* [RECORDS PROVIDED]
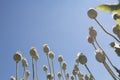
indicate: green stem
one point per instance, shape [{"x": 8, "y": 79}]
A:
[
  {"x": 106, "y": 31},
  {"x": 61, "y": 71},
  {"x": 53, "y": 69},
  {"x": 89, "y": 71},
  {"x": 16, "y": 70},
  {"x": 33, "y": 68}
]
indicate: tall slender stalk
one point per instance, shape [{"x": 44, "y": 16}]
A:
[
  {"x": 36, "y": 69},
  {"x": 33, "y": 68},
  {"x": 16, "y": 70},
  {"x": 61, "y": 71},
  {"x": 49, "y": 63},
  {"x": 89, "y": 70},
  {"x": 106, "y": 30},
  {"x": 53, "y": 69}
]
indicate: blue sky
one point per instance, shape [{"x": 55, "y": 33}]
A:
[{"x": 62, "y": 24}]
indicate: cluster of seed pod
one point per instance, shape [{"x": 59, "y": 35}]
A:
[{"x": 101, "y": 56}]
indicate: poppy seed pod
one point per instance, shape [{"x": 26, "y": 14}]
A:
[
  {"x": 116, "y": 29},
  {"x": 22, "y": 79},
  {"x": 46, "y": 48},
  {"x": 92, "y": 13},
  {"x": 33, "y": 52},
  {"x": 45, "y": 68},
  {"x": 24, "y": 62},
  {"x": 100, "y": 57},
  {"x": 90, "y": 39},
  {"x": 82, "y": 58},
  {"x": 116, "y": 16},
  {"x": 59, "y": 74},
  {"x": 64, "y": 65},
  {"x": 18, "y": 56},
  {"x": 72, "y": 77},
  {"x": 86, "y": 77},
  {"x": 27, "y": 73},
  {"x": 49, "y": 76},
  {"x": 60, "y": 58},
  {"x": 51, "y": 55},
  {"x": 92, "y": 32},
  {"x": 12, "y": 78}
]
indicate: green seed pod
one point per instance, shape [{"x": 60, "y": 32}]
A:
[
  {"x": 33, "y": 52},
  {"x": 45, "y": 68},
  {"x": 82, "y": 58},
  {"x": 100, "y": 57},
  {"x": 46, "y": 48},
  {"x": 27, "y": 73},
  {"x": 60, "y": 58},
  {"x": 12, "y": 78},
  {"x": 51, "y": 55},
  {"x": 59, "y": 74},
  {"x": 24, "y": 62},
  {"x": 92, "y": 13},
  {"x": 17, "y": 57}
]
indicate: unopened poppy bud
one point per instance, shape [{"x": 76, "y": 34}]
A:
[
  {"x": 116, "y": 16},
  {"x": 51, "y": 55},
  {"x": 46, "y": 48},
  {"x": 18, "y": 56},
  {"x": 92, "y": 32},
  {"x": 27, "y": 73},
  {"x": 22, "y": 79},
  {"x": 24, "y": 62},
  {"x": 60, "y": 58},
  {"x": 77, "y": 60},
  {"x": 100, "y": 57},
  {"x": 59, "y": 74},
  {"x": 72, "y": 77},
  {"x": 82, "y": 58},
  {"x": 86, "y": 77},
  {"x": 12, "y": 78},
  {"x": 49, "y": 76},
  {"x": 45, "y": 68},
  {"x": 92, "y": 13},
  {"x": 90, "y": 39},
  {"x": 74, "y": 72},
  {"x": 116, "y": 29},
  {"x": 33, "y": 52},
  {"x": 64, "y": 65}
]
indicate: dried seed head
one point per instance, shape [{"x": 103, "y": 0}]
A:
[
  {"x": 116, "y": 29},
  {"x": 59, "y": 74},
  {"x": 92, "y": 32},
  {"x": 45, "y": 68},
  {"x": 92, "y": 13},
  {"x": 46, "y": 48},
  {"x": 60, "y": 58},
  {"x": 100, "y": 57},
  {"x": 51, "y": 55},
  {"x": 33, "y": 52},
  {"x": 64, "y": 65},
  {"x": 82, "y": 58},
  {"x": 90, "y": 39},
  {"x": 17, "y": 57},
  {"x": 24, "y": 62},
  {"x": 27, "y": 73},
  {"x": 12, "y": 78},
  {"x": 49, "y": 76}
]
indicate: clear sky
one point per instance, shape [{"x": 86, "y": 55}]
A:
[{"x": 62, "y": 24}]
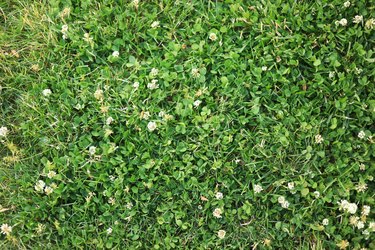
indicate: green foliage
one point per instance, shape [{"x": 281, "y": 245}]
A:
[{"x": 156, "y": 108}]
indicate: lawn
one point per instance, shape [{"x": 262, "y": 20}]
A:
[{"x": 187, "y": 124}]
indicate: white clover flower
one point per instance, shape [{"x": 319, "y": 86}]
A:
[
  {"x": 115, "y": 53},
  {"x": 361, "y": 134},
  {"x": 109, "y": 120},
  {"x": 343, "y": 22},
  {"x": 3, "y": 131},
  {"x": 219, "y": 195},
  {"x": 360, "y": 225},
  {"x": 136, "y": 85},
  {"x": 316, "y": 194},
  {"x": 39, "y": 186},
  {"x": 51, "y": 174},
  {"x": 212, "y": 36},
  {"x": 195, "y": 72},
  {"x": 92, "y": 150},
  {"x": 153, "y": 85},
  {"x": 318, "y": 139},
  {"x": 217, "y": 213},
  {"x": 366, "y": 210},
  {"x": 370, "y": 24},
  {"x": 46, "y": 92},
  {"x": 257, "y": 188},
  {"x": 197, "y": 103},
  {"x": 352, "y": 208},
  {"x": 281, "y": 199},
  {"x": 98, "y": 94},
  {"x": 155, "y": 24},
  {"x": 357, "y": 19},
  {"x": 151, "y": 126},
  {"x": 154, "y": 72},
  {"x": 6, "y": 229},
  {"x": 221, "y": 234},
  {"x": 343, "y": 205}
]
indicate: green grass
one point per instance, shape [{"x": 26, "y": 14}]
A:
[{"x": 278, "y": 75}]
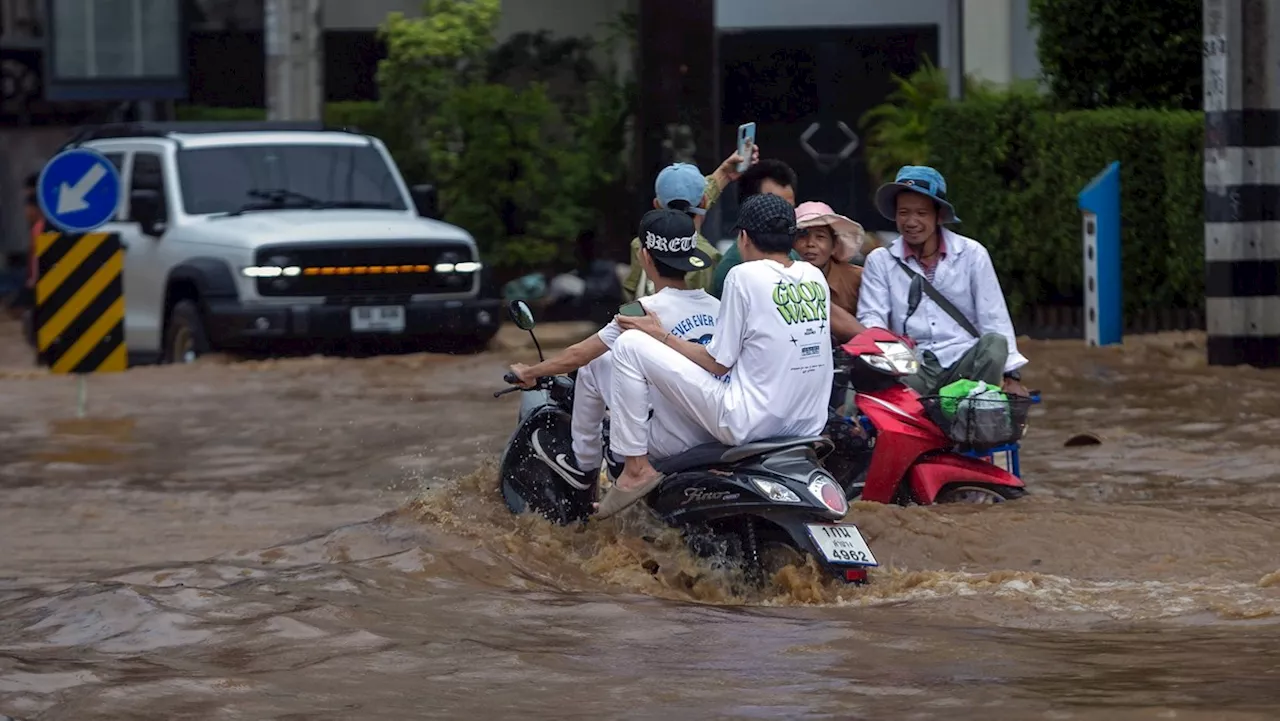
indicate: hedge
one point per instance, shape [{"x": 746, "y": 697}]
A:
[{"x": 1014, "y": 169}]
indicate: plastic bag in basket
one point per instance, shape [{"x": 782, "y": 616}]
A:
[{"x": 984, "y": 418}]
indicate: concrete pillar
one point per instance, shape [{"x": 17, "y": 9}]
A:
[
  {"x": 295, "y": 59},
  {"x": 1242, "y": 182},
  {"x": 679, "y": 109}
]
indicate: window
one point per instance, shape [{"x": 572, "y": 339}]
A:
[
  {"x": 118, "y": 162},
  {"x": 149, "y": 176},
  {"x": 224, "y": 179}
]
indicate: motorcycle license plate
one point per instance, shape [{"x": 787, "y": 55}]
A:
[{"x": 841, "y": 544}]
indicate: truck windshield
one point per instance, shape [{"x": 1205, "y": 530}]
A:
[{"x": 259, "y": 177}]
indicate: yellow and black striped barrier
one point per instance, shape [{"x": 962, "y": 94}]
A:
[{"x": 80, "y": 302}]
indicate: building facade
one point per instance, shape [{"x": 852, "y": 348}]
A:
[{"x": 803, "y": 69}]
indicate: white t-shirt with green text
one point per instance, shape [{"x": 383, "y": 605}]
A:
[{"x": 775, "y": 334}]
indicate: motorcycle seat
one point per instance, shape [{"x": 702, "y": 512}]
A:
[{"x": 716, "y": 453}]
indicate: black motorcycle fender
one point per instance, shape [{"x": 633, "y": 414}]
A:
[{"x": 534, "y": 415}]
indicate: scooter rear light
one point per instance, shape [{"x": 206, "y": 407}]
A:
[
  {"x": 826, "y": 491},
  {"x": 776, "y": 491}
]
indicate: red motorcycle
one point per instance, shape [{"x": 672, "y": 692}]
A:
[{"x": 905, "y": 448}]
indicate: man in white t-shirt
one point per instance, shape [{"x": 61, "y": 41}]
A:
[
  {"x": 668, "y": 252},
  {"x": 773, "y": 333}
]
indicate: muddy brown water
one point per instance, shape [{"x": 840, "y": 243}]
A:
[{"x": 323, "y": 538}]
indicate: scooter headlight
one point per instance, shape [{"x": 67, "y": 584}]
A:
[
  {"x": 828, "y": 493},
  {"x": 895, "y": 359},
  {"x": 776, "y": 491}
]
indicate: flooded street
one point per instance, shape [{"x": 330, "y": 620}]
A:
[{"x": 323, "y": 539}]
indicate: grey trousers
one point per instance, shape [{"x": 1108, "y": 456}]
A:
[{"x": 983, "y": 361}]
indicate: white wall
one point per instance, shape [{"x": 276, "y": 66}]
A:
[
  {"x": 987, "y": 39},
  {"x": 750, "y": 14},
  {"x": 999, "y": 44},
  {"x": 365, "y": 14}
]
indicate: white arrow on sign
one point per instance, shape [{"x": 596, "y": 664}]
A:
[{"x": 72, "y": 197}]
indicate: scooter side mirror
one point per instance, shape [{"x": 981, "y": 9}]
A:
[{"x": 521, "y": 315}]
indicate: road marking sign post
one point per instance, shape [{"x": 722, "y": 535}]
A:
[
  {"x": 1104, "y": 304},
  {"x": 80, "y": 288}
]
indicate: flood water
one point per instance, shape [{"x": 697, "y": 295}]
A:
[{"x": 323, "y": 538}]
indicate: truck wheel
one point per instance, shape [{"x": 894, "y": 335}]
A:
[{"x": 184, "y": 334}]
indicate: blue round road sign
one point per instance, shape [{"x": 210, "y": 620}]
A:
[{"x": 78, "y": 190}]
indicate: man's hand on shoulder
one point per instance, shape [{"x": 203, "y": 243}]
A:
[{"x": 650, "y": 324}]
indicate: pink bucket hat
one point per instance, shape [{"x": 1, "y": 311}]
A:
[{"x": 849, "y": 233}]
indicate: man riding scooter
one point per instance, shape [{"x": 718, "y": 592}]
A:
[{"x": 961, "y": 325}]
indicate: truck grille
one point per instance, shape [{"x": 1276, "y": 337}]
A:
[{"x": 382, "y": 269}]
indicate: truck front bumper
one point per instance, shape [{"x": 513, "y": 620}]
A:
[{"x": 237, "y": 324}]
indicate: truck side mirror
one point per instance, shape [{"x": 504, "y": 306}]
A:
[{"x": 426, "y": 201}]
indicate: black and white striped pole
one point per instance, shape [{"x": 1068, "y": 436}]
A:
[{"x": 1242, "y": 182}]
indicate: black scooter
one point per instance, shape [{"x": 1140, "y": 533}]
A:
[{"x": 762, "y": 506}]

* [EXERCISE DETAILS] Lines with the word "shirt" in them should be copied from the preceding records.

* [SOLUTION]
indicate: white t-shirt with green text
indicate: man in white t-shirt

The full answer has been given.